STATED PROBLEM → Reproduce the listing from its start through the line with "x=203 y=169", switching every "photograph" to "image" and changing nothing else. Omit the pictures from your output.

Point annotations for photos:
------------------------------------------------------------

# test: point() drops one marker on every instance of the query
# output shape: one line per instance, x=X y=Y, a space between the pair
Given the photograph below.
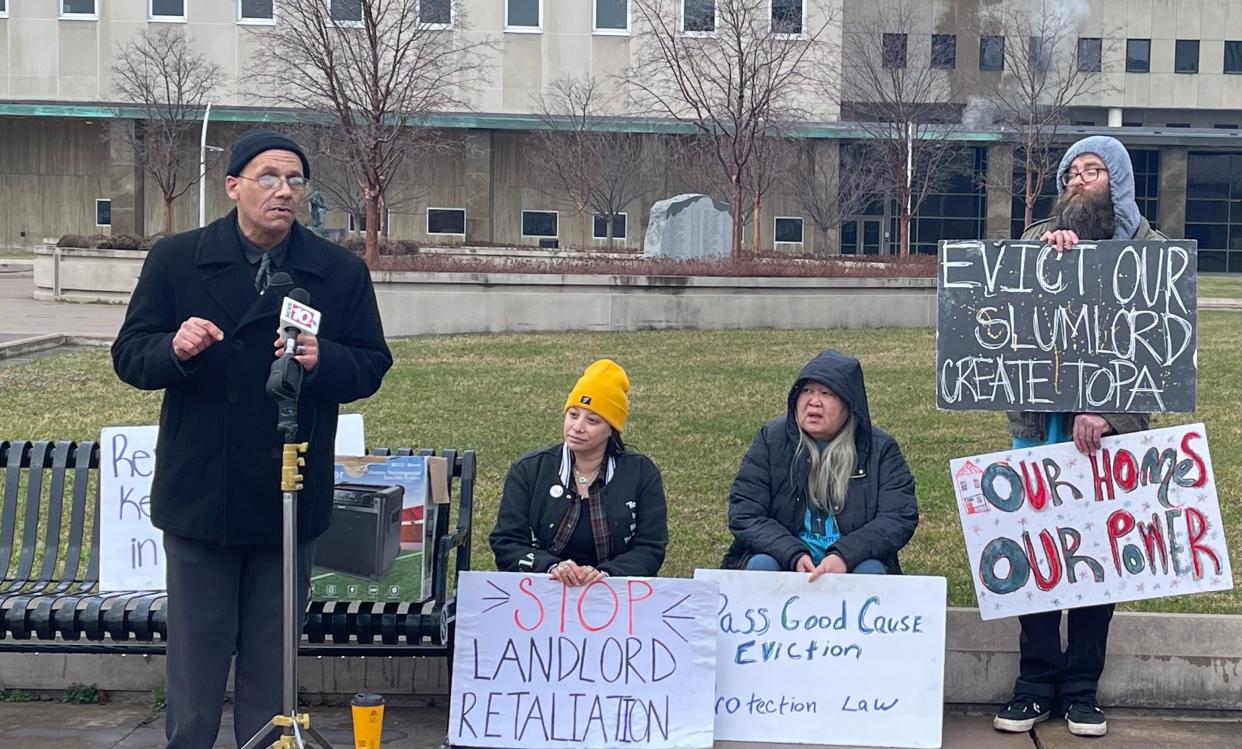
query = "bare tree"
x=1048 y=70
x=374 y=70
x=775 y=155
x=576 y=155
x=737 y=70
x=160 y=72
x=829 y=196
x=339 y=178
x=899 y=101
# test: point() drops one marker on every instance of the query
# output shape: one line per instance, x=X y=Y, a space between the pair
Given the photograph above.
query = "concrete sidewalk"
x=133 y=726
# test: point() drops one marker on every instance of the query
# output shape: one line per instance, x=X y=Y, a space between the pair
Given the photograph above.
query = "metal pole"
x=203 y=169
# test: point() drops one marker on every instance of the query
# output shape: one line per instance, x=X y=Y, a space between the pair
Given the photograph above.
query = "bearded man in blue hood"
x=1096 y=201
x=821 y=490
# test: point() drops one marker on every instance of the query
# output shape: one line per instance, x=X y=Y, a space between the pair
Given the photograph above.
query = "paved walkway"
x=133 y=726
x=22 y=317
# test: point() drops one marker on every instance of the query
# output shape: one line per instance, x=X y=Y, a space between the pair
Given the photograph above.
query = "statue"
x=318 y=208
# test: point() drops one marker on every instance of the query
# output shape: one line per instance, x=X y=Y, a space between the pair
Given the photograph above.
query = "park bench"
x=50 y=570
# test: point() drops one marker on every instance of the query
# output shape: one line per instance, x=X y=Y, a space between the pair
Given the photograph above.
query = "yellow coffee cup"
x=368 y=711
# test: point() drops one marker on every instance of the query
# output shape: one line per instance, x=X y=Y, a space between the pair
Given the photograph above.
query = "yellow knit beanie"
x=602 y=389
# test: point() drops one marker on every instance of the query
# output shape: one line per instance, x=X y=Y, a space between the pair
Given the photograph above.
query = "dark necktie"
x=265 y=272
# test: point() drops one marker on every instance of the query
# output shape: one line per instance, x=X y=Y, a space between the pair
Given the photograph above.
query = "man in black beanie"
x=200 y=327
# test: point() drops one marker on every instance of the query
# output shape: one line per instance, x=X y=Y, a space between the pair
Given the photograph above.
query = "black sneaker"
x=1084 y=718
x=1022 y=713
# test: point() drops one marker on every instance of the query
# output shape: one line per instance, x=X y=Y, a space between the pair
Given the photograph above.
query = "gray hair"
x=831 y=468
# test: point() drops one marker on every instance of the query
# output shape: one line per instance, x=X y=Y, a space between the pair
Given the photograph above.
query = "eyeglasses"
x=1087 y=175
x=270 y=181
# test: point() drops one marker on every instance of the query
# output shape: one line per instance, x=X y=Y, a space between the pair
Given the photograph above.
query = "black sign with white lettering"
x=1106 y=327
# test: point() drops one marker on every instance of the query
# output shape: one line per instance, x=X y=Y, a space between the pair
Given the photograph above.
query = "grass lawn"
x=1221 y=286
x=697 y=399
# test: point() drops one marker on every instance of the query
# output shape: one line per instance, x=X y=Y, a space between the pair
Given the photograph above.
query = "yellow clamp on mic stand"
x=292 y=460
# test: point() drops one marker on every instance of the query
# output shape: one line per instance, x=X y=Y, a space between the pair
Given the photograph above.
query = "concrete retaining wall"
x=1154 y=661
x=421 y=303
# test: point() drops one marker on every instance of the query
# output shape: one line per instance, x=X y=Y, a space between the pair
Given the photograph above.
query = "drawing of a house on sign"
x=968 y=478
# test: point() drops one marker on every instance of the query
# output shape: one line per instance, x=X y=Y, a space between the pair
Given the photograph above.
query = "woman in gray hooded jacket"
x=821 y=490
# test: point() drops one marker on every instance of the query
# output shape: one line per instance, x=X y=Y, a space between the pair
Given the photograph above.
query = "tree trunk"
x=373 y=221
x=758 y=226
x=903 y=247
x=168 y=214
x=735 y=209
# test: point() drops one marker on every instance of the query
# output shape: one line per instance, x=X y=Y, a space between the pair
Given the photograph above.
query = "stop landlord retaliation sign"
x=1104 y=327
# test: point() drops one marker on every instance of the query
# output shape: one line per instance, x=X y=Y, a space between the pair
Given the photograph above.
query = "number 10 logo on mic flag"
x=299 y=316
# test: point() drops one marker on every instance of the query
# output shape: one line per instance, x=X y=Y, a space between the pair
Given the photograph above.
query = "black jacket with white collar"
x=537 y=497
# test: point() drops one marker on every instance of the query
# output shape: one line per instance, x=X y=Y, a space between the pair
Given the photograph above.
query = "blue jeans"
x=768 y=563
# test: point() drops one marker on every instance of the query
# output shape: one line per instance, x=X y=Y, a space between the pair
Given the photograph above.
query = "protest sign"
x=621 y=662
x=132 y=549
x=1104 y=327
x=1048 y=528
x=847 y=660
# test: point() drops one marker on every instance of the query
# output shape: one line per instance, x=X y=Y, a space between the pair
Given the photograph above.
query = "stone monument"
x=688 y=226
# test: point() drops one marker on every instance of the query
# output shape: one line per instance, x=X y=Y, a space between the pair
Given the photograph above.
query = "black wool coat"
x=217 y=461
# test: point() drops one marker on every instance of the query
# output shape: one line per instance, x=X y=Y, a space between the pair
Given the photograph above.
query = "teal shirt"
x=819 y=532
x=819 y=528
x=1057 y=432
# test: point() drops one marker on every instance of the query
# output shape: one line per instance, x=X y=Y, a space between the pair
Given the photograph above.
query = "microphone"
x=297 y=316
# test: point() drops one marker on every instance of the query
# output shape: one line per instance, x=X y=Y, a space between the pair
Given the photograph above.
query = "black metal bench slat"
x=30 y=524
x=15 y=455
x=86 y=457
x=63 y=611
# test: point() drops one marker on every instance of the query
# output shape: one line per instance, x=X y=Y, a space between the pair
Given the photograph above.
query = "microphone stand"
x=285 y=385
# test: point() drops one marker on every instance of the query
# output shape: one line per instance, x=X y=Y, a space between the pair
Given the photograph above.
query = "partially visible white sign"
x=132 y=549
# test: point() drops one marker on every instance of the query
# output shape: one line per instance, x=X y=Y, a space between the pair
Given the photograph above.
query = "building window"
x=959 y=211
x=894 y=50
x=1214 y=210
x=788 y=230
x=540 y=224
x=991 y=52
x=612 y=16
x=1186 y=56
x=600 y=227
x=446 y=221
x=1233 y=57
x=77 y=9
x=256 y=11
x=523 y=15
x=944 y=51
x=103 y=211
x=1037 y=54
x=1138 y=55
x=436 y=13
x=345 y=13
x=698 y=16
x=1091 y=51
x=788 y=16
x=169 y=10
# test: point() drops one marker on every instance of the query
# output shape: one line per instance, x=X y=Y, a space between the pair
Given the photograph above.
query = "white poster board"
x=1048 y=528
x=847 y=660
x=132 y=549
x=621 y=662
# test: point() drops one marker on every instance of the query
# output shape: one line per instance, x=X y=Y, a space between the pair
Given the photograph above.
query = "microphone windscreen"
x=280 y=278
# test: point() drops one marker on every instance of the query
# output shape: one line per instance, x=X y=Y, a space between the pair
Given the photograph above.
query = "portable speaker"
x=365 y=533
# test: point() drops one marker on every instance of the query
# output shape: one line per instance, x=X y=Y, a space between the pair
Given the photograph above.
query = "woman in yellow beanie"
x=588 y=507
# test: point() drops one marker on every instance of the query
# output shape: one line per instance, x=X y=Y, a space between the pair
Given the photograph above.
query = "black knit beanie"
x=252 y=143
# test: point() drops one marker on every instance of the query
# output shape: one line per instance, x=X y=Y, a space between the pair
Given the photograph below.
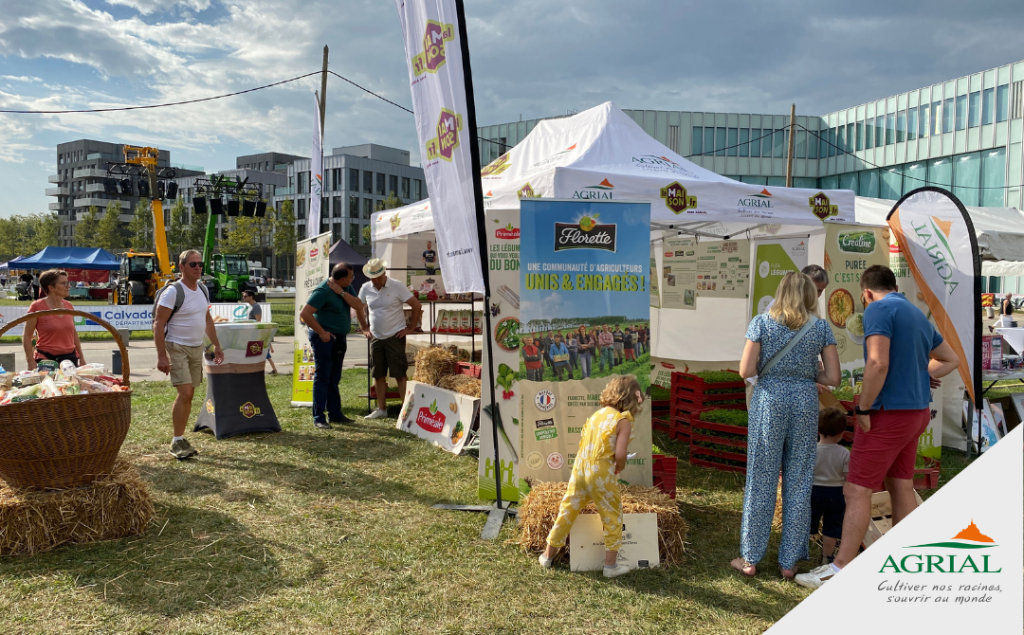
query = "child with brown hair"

------------------------------------------------------------

FINISHED TASK →
# test: point() drops one marker on every instance of the query
# output shape: one line per instance, x=X y=Y, a space between the pair
Given the image below.
query = "bare tree"
x=1048 y=70
x=374 y=70
x=775 y=155
x=576 y=155
x=737 y=70
x=160 y=72
x=829 y=196
x=339 y=178
x=899 y=101
# test: point() drops one marker on every instance of the query
# output shape: one line per instance, x=X y=Y, a space between the pair
Given the image above.
query = "concrete sidewalk"
x=133 y=726
# test: point() drops one marker on every instance of the query
# output shape: one line per instance, x=X y=Y, a space between the pair
Given the image above.
query = "metal pole"
x=203 y=169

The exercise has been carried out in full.